Start of Supplied entries
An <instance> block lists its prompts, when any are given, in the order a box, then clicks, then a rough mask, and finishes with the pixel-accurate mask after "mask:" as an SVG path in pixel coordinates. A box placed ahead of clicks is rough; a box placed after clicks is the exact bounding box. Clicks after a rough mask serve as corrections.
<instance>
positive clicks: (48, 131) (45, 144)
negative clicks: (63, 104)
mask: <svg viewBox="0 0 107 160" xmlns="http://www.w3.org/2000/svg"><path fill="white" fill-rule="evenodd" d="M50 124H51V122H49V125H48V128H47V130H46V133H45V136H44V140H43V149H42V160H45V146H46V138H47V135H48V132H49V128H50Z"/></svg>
End of Supplied entries
__Brief__:
Check each line above for the string "instance", then copy the ones that have it.

__Response to this task__:
An <instance> block lists its prompts, when any are given, in the order a box, then clicks, then a rough mask, and finishes with the pixel-accurate mask after "mask:" as an SVG path in pixel coordinates. A box placed ahead of clicks is rough; a box placed after clicks is the exact bounding box. Clicks after a rough mask serve as corrections.
<instance>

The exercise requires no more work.